GOAL 1:
Answer these questions about the forum thread on the untold Battle of Britain video:
(a) What reason does Airframes give for being unable to watch the video?
(b) According to Gnomey, on which service can the program be found?
(c) By what name does Airframes thank Gnomey?
GOAL 2:
Carry on the forum thread about the untold Battle of Britain video, picking up right after its last line.

TEXT:
# Bloody foreigners- The untold Battle of Britain



## v2 (Mar 5, 2012)

_View: https://www.youtube.com/watch?v=ptijNcDanVw_


----------



## Airframes (Mar 5, 2012)

Video blocked due to copyright - shame, I only got to see part of it when it was on British TV.


----------



## Wurger (Mar 5, 2012)

How about now Terry?


_View: https://www.youtube.com/watch?v=ptijNcDanVw_


----------



## Airframes (Mar 5, 2012)

Nope, same again.


----------



## Wurger (Mar 6, 2012)




----------



## Airframes (Mar 6, 2012)

Not to worry my friend, you tried.


----------



## Readie (Mar 6, 2012)

Terry, try 'you tube'
John


----------



## Airframes (Mar 6, 2012)

Will do, thanks John.


----------



## Gnomey (Mar 6, 2012)

It is on 4OD Terry (Channel 4's iPlayer - first place you should really look). Here is the link: The Untold Battle of Britain - 4oD - Channel 4


----------



## Airframes (Mar 6, 2012)

Thanks Hugh, great stuff !


----------



## muscogeemike (Mar 6, 2012)

Many thanks for this posting.


----------



## ppopsie (Mar 12, 2012)

DATASET EXCERPTS:
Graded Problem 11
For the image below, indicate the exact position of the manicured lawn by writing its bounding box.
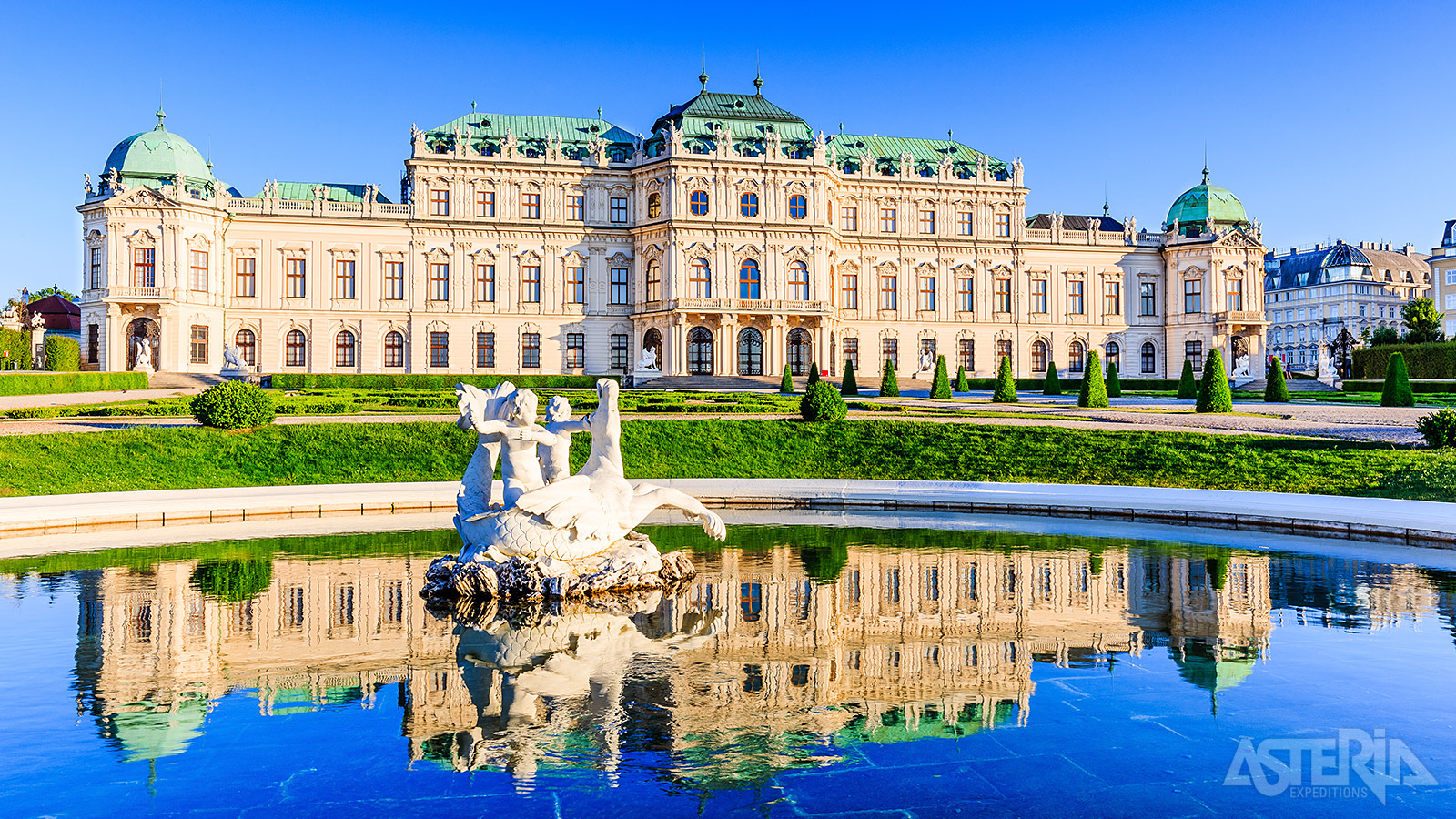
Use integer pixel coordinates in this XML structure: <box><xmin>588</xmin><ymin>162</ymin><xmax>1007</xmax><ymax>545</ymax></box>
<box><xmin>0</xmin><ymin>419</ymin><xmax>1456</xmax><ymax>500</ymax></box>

* * *

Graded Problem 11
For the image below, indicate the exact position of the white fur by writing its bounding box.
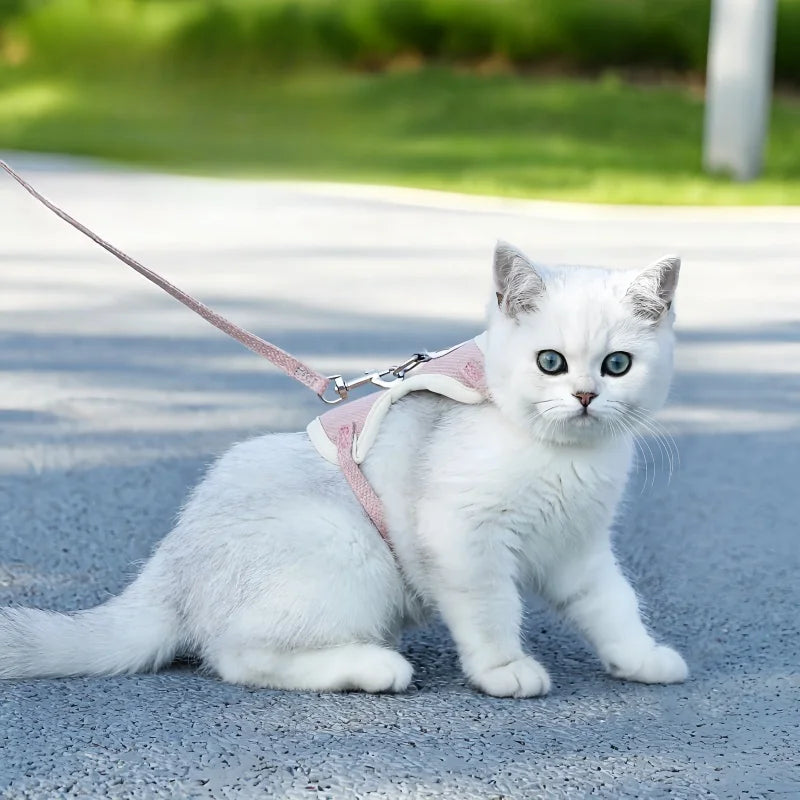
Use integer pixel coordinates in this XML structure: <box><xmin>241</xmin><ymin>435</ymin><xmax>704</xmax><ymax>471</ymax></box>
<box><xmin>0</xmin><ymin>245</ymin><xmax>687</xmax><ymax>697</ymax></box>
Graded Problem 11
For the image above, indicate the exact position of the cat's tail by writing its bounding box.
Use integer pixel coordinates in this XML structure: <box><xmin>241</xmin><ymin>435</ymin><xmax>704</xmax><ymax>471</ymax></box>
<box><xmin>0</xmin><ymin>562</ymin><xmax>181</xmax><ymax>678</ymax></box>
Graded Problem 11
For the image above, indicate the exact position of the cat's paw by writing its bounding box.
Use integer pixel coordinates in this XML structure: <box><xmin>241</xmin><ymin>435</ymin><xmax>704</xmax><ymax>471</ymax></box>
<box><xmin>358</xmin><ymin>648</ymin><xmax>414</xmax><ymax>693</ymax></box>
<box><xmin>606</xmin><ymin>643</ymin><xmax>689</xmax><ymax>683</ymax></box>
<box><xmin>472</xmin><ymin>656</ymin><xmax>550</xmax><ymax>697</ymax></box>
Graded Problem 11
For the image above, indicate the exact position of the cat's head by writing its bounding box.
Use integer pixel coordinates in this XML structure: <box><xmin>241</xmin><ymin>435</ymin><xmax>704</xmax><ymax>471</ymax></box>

==

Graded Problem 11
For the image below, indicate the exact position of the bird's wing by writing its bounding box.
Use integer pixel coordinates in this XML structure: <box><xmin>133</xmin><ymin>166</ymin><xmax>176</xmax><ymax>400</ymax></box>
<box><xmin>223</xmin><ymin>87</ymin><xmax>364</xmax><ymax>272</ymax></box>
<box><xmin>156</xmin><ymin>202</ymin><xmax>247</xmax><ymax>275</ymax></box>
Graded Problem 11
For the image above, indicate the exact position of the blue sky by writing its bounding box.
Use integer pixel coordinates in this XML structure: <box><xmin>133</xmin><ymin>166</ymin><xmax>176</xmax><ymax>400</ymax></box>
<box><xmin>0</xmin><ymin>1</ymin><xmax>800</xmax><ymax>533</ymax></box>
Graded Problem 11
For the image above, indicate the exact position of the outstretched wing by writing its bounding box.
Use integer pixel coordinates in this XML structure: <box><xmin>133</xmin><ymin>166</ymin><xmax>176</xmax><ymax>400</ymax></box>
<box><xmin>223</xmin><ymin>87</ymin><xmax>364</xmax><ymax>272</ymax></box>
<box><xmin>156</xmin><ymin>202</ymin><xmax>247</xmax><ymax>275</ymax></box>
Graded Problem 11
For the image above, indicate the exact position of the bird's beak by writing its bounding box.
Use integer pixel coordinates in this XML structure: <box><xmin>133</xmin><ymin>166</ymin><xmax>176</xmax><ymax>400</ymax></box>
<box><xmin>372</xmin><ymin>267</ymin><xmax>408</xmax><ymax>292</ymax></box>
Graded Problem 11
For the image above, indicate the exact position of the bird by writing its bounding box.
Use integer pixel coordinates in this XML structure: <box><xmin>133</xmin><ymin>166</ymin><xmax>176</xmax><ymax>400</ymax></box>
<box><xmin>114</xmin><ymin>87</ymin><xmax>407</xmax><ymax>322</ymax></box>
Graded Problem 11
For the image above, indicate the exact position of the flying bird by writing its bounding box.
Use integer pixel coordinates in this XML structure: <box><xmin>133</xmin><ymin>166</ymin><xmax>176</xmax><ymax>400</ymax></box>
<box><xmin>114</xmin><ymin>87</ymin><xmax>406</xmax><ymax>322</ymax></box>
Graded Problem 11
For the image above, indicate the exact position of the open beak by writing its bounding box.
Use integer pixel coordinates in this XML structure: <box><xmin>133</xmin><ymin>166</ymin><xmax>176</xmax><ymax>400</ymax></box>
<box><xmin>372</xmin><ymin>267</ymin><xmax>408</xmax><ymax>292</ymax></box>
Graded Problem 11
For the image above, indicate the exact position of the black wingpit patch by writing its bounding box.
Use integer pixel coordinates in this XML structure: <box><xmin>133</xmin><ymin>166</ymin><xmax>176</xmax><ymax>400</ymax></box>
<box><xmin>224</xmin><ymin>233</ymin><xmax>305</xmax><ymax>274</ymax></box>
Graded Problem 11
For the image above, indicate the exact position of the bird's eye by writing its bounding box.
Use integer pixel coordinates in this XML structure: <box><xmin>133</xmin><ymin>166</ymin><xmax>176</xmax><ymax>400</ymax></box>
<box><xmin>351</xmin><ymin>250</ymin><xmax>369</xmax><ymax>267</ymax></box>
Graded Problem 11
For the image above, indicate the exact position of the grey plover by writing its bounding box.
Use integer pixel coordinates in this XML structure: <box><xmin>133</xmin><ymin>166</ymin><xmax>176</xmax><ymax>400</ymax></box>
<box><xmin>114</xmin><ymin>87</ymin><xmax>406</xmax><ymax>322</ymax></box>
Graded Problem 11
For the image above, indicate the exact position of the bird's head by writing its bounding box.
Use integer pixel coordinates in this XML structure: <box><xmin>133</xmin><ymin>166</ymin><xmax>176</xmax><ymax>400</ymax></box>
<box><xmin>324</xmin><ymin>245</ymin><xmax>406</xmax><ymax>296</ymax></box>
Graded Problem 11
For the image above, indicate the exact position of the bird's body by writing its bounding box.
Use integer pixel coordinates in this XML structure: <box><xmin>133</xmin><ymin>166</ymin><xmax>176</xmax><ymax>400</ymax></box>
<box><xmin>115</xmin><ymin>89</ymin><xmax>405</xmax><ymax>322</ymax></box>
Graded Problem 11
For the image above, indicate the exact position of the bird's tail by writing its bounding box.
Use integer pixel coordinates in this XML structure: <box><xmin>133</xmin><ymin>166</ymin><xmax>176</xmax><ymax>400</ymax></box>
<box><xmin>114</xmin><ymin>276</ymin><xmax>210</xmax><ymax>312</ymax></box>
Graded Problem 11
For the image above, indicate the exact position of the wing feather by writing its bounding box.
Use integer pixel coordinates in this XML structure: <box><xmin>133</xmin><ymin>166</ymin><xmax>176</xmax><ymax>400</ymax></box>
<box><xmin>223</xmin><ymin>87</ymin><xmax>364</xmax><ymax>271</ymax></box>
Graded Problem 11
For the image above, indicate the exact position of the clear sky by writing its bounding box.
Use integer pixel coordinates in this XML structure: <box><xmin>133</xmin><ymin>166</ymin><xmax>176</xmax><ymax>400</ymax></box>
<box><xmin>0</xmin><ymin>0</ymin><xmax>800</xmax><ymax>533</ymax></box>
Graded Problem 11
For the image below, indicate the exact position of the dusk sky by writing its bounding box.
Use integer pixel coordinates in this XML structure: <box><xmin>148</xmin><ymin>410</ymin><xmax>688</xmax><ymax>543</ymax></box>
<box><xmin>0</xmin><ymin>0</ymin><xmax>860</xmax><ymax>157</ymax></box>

RIGHT ANSWER 1:
(a) The video was blocked due to copyright.
(b) It is on 4OD, Channel 4's iPlayer.
(c) Hugh.

RIGHT ANSWER 2:
I watched full of it. I was moved so much. Thanks.


----------



## oldcrowcv63 (Mar 12, 2012)

Also found it quite moving. Thanks so much V2 and Wurger for posting the links to this video. I've passed it on to everyone I know who might find it interesting. When next I visit England, there is now a stop to make on my travel intinerary: The Polish War Memorial. I discovered it is located near South Ruislip where my brother was based in the early 60's and where his son, my nephew, was born into dual citizenship.


----------



## Airframes (Mar 12, 2012)

It's very close to RAF Northolt, where 303 (Polish) Squadron were based.


----------



## Wurger (Mar 12, 2012)

Yes it is there.


----------



## javlin (Mar 13, 2012)

Nice vid guys.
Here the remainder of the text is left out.